Stated problem: Reproduce the material below verbatim, but leave the pictures out of your copy.

Material supplied:
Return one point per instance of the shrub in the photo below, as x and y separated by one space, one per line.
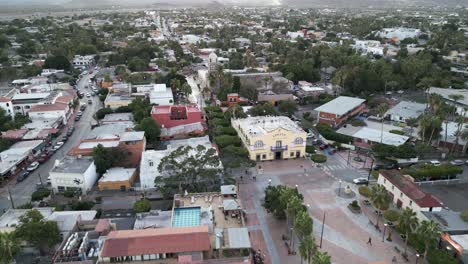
40 194
398 132
391 215
358 122
464 216
365 191
318 158
226 140
329 133
141 206
310 149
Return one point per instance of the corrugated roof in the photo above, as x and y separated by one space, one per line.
156 241
410 189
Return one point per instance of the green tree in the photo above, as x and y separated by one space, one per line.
408 222
141 206
380 199
57 62
307 248
194 169
136 64
186 89
37 231
102 159
429 231
151 129
321 258
9 247
288 107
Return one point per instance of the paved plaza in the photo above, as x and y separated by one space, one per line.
345 234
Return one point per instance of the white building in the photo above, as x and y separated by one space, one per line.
151 158
405 110
400 33
73 174
405 193
83 62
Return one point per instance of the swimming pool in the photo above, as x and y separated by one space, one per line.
186 216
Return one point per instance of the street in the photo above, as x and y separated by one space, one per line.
22 191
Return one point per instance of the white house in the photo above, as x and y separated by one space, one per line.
406 194
73 173
151 158
83 62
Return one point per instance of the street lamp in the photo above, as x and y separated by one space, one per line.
383 235
339 189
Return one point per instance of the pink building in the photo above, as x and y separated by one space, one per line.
168 116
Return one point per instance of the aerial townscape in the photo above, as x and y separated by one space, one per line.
204 131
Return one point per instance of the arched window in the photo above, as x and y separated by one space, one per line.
258 144
298 141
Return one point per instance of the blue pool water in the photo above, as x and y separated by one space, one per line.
188 216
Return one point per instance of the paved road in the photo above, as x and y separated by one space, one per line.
21 192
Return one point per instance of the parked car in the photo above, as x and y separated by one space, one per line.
361 180
33 166
23 175
58 145
457 162
434 163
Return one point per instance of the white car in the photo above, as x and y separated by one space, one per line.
58 145
360 181
33 166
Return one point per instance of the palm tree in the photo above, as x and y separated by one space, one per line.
408 222
380 199
382 109
321 258
429 231
9 246
307 248
464 137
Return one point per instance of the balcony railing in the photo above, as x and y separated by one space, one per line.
279 148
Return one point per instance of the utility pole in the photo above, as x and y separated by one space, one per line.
10 198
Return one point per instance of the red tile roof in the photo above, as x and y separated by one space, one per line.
156 241
48 107
406 185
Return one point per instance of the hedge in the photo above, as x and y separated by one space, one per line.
226 140
391 215
365 191
318 158
431 172
40 194
464 216
398 132
310 149
329 133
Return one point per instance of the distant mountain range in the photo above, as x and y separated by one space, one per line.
72 4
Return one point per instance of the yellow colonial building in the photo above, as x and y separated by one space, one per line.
271 137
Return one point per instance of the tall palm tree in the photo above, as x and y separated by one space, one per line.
321 258
307 248
429 231
382 109
464 137
408 222
9 246
380 199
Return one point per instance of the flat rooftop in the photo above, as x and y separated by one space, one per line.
262 125
340 105
117 174
73 165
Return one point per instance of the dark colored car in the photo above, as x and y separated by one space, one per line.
22 176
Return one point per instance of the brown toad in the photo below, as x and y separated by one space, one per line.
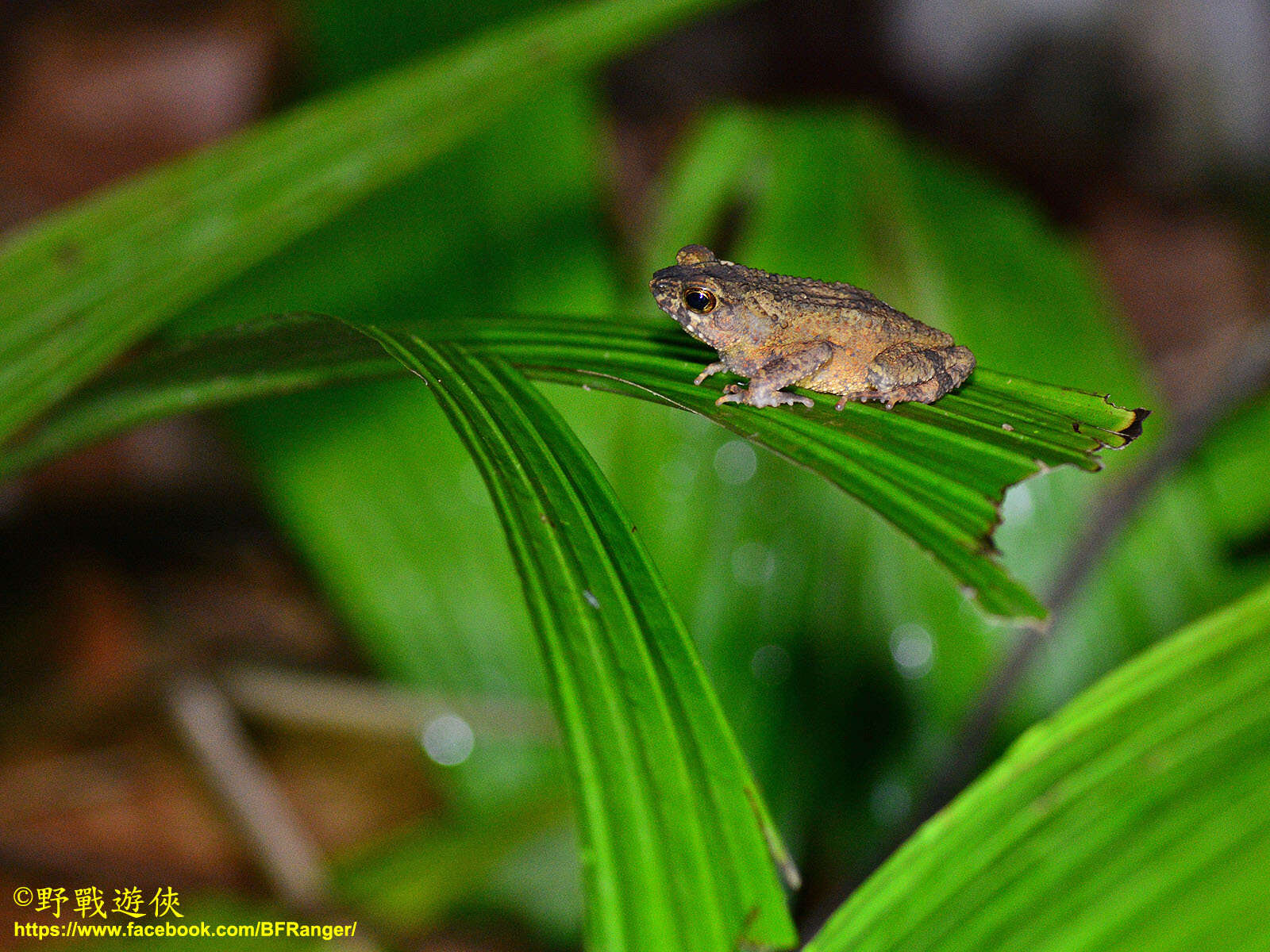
784 332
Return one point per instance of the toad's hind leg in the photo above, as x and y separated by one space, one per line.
908 371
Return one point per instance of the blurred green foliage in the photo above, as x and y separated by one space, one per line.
806 607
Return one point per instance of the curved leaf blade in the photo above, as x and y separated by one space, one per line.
675 842
939 473
1134 819
84 283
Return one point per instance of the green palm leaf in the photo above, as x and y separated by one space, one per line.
80 286
675 842
1136 819
939 473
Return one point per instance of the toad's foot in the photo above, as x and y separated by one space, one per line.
736 393
710 368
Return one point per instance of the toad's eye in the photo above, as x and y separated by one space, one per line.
700 300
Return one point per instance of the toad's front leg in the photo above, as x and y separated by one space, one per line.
766 386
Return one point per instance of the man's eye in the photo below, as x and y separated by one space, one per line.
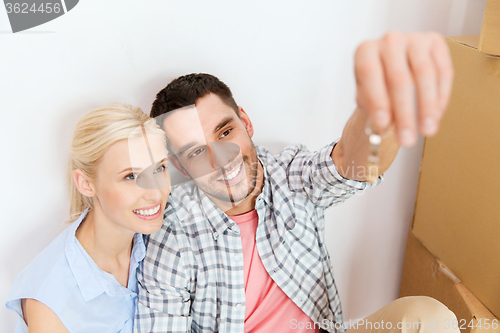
197 152
131 176
161 168
226 133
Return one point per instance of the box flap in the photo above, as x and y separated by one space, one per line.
489 42
471 41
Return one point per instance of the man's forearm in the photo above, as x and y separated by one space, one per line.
350 155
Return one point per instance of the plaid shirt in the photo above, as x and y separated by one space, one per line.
192 277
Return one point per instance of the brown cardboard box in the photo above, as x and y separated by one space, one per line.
457 213
424 275
489 42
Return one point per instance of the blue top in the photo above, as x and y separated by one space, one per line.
69 282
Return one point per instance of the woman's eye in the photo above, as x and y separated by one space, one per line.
197 152
131 176
226 133
161 168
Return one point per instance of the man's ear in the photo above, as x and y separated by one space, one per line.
175 162
246 120
83 183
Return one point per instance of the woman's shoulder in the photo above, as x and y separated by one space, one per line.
48 278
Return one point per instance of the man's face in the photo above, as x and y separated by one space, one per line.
213 146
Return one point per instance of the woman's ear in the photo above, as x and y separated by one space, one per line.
175 162
83 183
246 120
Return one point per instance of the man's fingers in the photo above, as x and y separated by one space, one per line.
424 72
441 55
371 89
400 86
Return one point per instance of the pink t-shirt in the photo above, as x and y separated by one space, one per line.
268 308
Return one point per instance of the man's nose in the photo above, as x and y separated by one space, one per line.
223 153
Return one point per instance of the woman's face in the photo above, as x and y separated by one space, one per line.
120 198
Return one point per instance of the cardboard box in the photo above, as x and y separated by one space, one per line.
457 213
424 275
489 41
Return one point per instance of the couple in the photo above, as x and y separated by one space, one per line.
241 247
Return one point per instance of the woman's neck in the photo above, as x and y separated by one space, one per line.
109 245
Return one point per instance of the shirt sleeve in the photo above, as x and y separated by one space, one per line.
164 300
315 175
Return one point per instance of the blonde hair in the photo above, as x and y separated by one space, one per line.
93 135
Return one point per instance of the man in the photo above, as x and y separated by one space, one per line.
242 248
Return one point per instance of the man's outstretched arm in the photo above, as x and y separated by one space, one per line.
393 74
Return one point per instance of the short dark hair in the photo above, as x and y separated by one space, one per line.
187 89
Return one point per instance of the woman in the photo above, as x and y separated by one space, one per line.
85 280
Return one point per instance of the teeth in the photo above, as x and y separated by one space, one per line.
147 212
232 174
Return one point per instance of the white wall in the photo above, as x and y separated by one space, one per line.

Task output:
Return one point per instance of the shrub in the photo below, as x and y separated by one space, one per line.
40 194
398 132
391 215
358 122
464 216
365 191
318 158
226 140
329 133
141 206
310 149
Return one point per instance of the corrugated roof in the photo above, as x and y separated by one space, one per line.
156 241
410 189
Return one point per instance of the green tree in the photo above, as x and y separated by one space, one per line.
408 222
141 206
380 199
57 62
307 248
194 169
136 64
186 89
37 231
102 159
429 231
151 129
321 258
9 247
288 107
Return one point per instance of the paved plaza in the photo above, as x and y separated by one space, one per line.
345 234
Return one point per instance of the white building in the photo above, as x and y separated by one space, one per line.
151 158
405 110
400 33
73 174
405 193
83 62
Return one point per instance of the swimming pool in the photo above, as x and y separated by one space, one per line.
186 216
Return one point per instance of the street in the photo above, as x and y separated by one space, one per line.
22 191
Return one point per instance of the white house in the photo above, as x and y separated by one space, one per line.
406 194
73 173
151 158
83 62
Return one point per instance of the street lamp in the photo above, as x and y separated by one space, one per line.
383 235
339 189
Return one point per instance of the pink building in the photo above, as x and y separated by one space, one per line.
168 116
Return one point per instance of the aerial townscape in the photo above, as x and y separated by one space, one per line.
204 131
Return one point per instance of the arched window in the photo above, as x and y separated by one space, one per line.
258 144
298 141
Return one point per instance of the blue pool water in the photo above, as x and y separated by one space, one per line.
188 216
Return one point per instance of the paved road in the photo above, as x and y separated by one space, one per line.
21 192
Return one point per instance of the parked car in the photo above, as x and y separated by one space, one per line.
361 180
33 166
23 175
58 145
457 162
434 163
Return one point per instance of the white car in the photo above, as x and y separated by one space, one per line.
58 145
360 181
33 166
Return one point per instance of the palm tree in the photo above, as x and y separated by one space, one per line.
408 222
380 199
382 109
321 258
429 231
9 246
307 248
464 137
Return one point per instance of the balcony railing in the photo above, as x and y separated by one space, one per line.
279 148
Return one point per instance of the utility pole in the photo above, as x and y separated by one space, one per line.
10 198
Return one point per instance of the red tile roof in the photo above, as x and y separated by one space, one per line.
156 241
48 107
406 185
Return one point per instance of the hedge in the photo above, as x and y separated by one space, one per line.
226 140
391 215
365 191
318 158
431 172
40 194
464 216
398 132
310 149
329 133
Return one point per instance of the distant mountain range in the photo above, as x and y separated by one space, one per line.
72 4
Return one point per instance of the yellow colonial building in the photo above, as x and y separated by one space, one per line.
271 137
Return one point per instance of the tall palm tree in the photo above, as x and y separated by one space, one per line.
321 258
307 248
429 231
382 109
464 137
408 222
9 246
380 199
Return one point per instance of the flat rooftop in the photo above, as x and y separated by one space, one per line.
262 125
340 105
117 174
73 165
Return one point per instance of the dark colored car in the photo above, as x and y separated by one space, one per line.
22 176
Return one point per instance of the brown toad in the photo below, as x and y separated by one space, one per line.
784 332
Return one point per instance of the toad's hind leg in the photo above, as x and y separated by one space, one per line.
908 371
Return one point per instance of the blurred green foliage in the photo above, as x and y separated by one space, one per line.
806 607
Return one point per instance of the curved leaf blade in the photo above, as x and y separated by one space, one per line.
675 842
939 473
1134 819
84 283
Return one point per instance of the green palm leaf in the photo above, as x and y separated by one space, one per line.
80 286
675 842
1136 819
939 473
Return one point per instance of the toad's foot in the photo above, as x and y separated by one space, one per line.
736 393
710 368
Return one point per instance of the toad's eye in the photo above, as x and y separated by one space, one per line.
700 300
Return one point per instance of the toad's front leg in the photo above, as x and y separated by one space, one per line.
766 386
Return one point per instance of the man's eye in the photo below, as x and y separated by one space, one per line.
197 152
131 176
161 168
226 133
Return one point per instance of the box flap in the photo above, as x and y separated by one space, one per line.
489 42
471 41
Return one point per instance of the man's forearm in the photo above, as x and y separated by one space, one per line.
350 155
Return one point per instance of the plaid shirt in the photo above, as x and y separated by one space, one per line.
192 277
Return one point per instance of the brown cardboard box in the photo above, as x and y separated by one space, one per line.
457 213
424 275
489 42
Return one point per instance of the blue top in the photo above, as x and y separated by one space, one per line.
69 282
Return one point per instance of the woman's eye in the photo above, as x and y separated by one space, one per line.
197 152
131 176
226 133
161 168
Return one point per instance of the man's ear in the photo above, as x and y separated by one space, one per line.
175 162
246 120
83 183
Return one point per instance of the woman's shoulder in the photo above, as x and y separated by one space, one per line.
48 278
Return one point per instance of the man's face in the photo above, as x and y separated by one space, one per line.
213 146
Return one point per instance of the woman's ear in the photo above, as x and y separated by one space, one per line.
175 162
83 183
246 120
Return one point per instance of the man's fingers in the photo above, as x and y separated by one space, one per line.
424 72
441 55
371 89
400 86
Return one point per instance of the pink t-shirt in the photo above, as x and y separated by one space, one per line.
268 308
Return one point per instance of the man's nose in the photo above, as x and y separated by one space, one per line.
223 153
Return one point per instance of the woman's face in the photo above, as x and y separated by one space, one per line.
120 198
Return one point per instance of the cardboard box in the photo above, as x and y separated by one space, one per line.
457 213
424 275
489 41
Return one point per instance of the couple in the photo above, as x and y separated by one space, one per line.
241 247
Return one point per instance of the woman's neck in the photo above, as x and y separated by one space, one per line.
109 245
Return one point per instance of the shirt sleeve in the photo above, as x and y separated by one space, one per line.
164 300
315 175
Return one point per instance of the blonde hair in the photo above, as x and y separated by one space, one per line.
93 135
Return one point per instance of the man in the photo above, as x and y separated by one space, one per line.
242 248
Return one point per instance of the man's outstretched arm in the photo above, as x and y separated by one space, one per line.
393 74
Return one point per instance of the short dark hair in the photo above, as x and y separated by one space, one per line.
187 89
Return one point per instance of the woman in the photo above, as x and y separated by one space, one per line.
85 280
Return one point per instance of the teeth in the photo above, as x and y separated by one space, one per line.
147 212
232 174
Return one point per instance of the white wall in the photo above, as x and y separated by one space, one per line.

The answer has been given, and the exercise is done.